— START Provided records —

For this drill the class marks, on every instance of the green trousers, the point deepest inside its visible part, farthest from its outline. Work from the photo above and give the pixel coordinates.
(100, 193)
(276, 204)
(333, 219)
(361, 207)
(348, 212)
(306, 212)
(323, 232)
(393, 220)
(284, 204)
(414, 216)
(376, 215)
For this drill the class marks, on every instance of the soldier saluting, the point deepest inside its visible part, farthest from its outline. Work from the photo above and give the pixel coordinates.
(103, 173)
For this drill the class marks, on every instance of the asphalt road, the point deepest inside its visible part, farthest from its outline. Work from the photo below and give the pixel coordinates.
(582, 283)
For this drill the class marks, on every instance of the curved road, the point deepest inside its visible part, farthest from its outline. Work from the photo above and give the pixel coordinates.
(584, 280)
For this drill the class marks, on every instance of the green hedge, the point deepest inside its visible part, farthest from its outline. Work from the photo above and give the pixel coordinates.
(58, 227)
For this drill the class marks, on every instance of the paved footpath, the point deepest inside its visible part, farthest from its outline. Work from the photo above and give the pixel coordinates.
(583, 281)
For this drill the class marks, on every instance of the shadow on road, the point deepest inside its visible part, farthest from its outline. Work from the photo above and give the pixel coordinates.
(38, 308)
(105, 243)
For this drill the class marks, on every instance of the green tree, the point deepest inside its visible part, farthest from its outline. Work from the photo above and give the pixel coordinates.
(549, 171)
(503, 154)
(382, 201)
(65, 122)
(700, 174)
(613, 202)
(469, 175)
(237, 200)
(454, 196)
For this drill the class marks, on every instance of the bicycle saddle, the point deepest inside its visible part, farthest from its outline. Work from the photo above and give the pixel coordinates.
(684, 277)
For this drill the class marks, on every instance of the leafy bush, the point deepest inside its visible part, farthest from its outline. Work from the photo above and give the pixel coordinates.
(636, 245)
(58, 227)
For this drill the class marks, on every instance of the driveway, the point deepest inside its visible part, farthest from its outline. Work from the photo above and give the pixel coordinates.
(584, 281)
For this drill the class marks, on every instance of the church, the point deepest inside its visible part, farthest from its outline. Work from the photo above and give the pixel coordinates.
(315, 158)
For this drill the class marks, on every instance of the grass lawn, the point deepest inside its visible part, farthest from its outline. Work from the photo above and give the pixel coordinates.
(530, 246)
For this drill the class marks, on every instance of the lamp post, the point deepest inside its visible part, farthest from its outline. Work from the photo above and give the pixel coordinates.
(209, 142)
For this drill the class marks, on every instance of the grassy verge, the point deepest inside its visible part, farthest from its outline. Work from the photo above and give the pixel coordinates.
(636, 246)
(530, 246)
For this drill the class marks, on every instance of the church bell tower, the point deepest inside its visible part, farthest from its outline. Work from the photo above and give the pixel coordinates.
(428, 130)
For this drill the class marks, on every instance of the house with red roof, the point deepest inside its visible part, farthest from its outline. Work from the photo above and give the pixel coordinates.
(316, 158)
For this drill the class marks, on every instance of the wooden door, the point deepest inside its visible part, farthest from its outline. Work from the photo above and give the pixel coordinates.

— END Provided records —

Your instructions: Convert the lines above into a Markdown table with two columns, "Row" and "Line": put each line's number in the first column and the line itself in the second, leaving out any blank lines.

Answer to this problem:
| Row | Line |
|---|---|
| 1 | For this drill the class marks, on every instance of the green trousers, the point deepest inside its visible part, farthest from its outline. Work from the photo above and give the pixel coordinates. |
| 2 | (100, 193) |
| 3 | (276, 204) |
| 4 | (333, 219) |
| 5 | (361, 207) |
| 6 | (348, 212) |
| 7 | (306, 212) |
| 8 | (323, 232) |
| 9 | (393, 220) |
| 10 | (284, 204) |
| 11 | (414, 216) |
| 12 | (376, 215) |
| 13 | For this drill the class marks, on every instance of the soldier saluting, the point deepest inside its visible part, farthest from its outline. Work from the photo above and give the pixel coordinates. |
| 14 | (103, 173) |
| 15 | For this drill the class marks, on every instance of the asphalt road, the point deepest inside its visible part, farthest from its outline. Work from the photo below and give the pixel coordinates. |
| 16 | (582, 283) |
| 17 | For this drill the class marks, on every instance of the curved road, the point deepest inside its visible part, farthest from its outline. Work from the photo above and give the pixel coordinates. |
| 18 | (584, 280) |
| 19 | For this drill the class marks, on every instance of the green hedge, the point deepest inside its visible part, farthest from its outline. Work from the photo above and give the pixel coordinates. |
| 20 | (58, 227) |
| 21 | For this drill the class marks, on every instance of the paved footpath, the point deepest inside its visible part, farthest from its outline. Work from the photo above and give the pixel coordinates. |
| 22 | (583, 281) |
| 23 | For this drill the class marks, on every instance of the shadow on road, the point deepest inside its visible part, farthest from its outline. Work from the photo above and give the pixel coordinates. |
| 24 | (38, 308) |
| 25 | (105, 243) |
| 26 | For this drill the class marks, on every instance of the green tree, the point deepest inside its visible part, farthest from its outline. Work from the photo above and give the pixel coordinates. |
| 27 | (549, 171) |
| 28 | (503, 154) |
| 29 | (382, 201) |
| 30 | (65, 122) |
| 31 | (700, 174) |
| 32 | (613, 202) |
| 33 | (469, 175) |
| 34 | (237, 200) |
| 35 | (454, 196) |
| 36 | For this drill the class marks, on every instance of the bicycle saddle, the point deepest inside its visible part, farthest from its outline. Work from the photo above and give the pixel coordinates. |
| 37 | (684, 277) |
| 38 | For this drill the class marks, on every instance of the leafy bush, the point deepest inside its visible part, farthest from its outline. Work from the photo above and give the pixel coordinates. |
| 39 | (636, 245) |
| 40 | (58, 227) |
| 41 | For this drill the class marks, on every instance of the driveway, the point deepest inside its visible part, farthest from its outline. Work from the photo above and give the pixel coordinates. |
| 42 | (584, 281) |
| 43 | For this drill the class marks, on every instance of the church, the point deepest inside its visible part, farthest from its outline. Work from the photo above and give the pixel coordinates. |
| 44 | (315, 158) |
| 45 | For this drill the class marks, on every instance of the grass lawn, the point deepest inside its visible part, farthest from its outline. Work from the photo above and give the pixel coordinates. |
| 46 | (530, 246) |
| 47 | For this drill the class marks, on every instance of the lamp post, the point deepest inside its visible part, farthest from its outline. Work from the photo above and give the pixel coordinates. |
| 48 | (209, 142) |
| 49 | For this drill the class marks, on every instance of the grassy verge, the point deepest inside its visible part, farthest from its outline. Work from the photo above and give the pixel coordinates. |
| 50 | (636, 246) |
| 51 | (530, 246) |
| 52 | For this drill the class marks, on every instance of the church bell tower, the point deepest inside its visible part, farthest from its outline. Work from the photo above and give the pixel coordinates. |
| 53 | (428, 130) |
| 54 | For this drill the class marks, on every instance of the house with red roof, the point deepest inside its visible part, farthest from its outline. Work from the photo above and give the pixel coordinates. |
| 55 | (316, 158) |
| 56 | For this drill the class marks, on every instance of the wooden door, the point deepest inside its visible part, farthest from its outline. Work from the photo above and give the pixel coordinates. |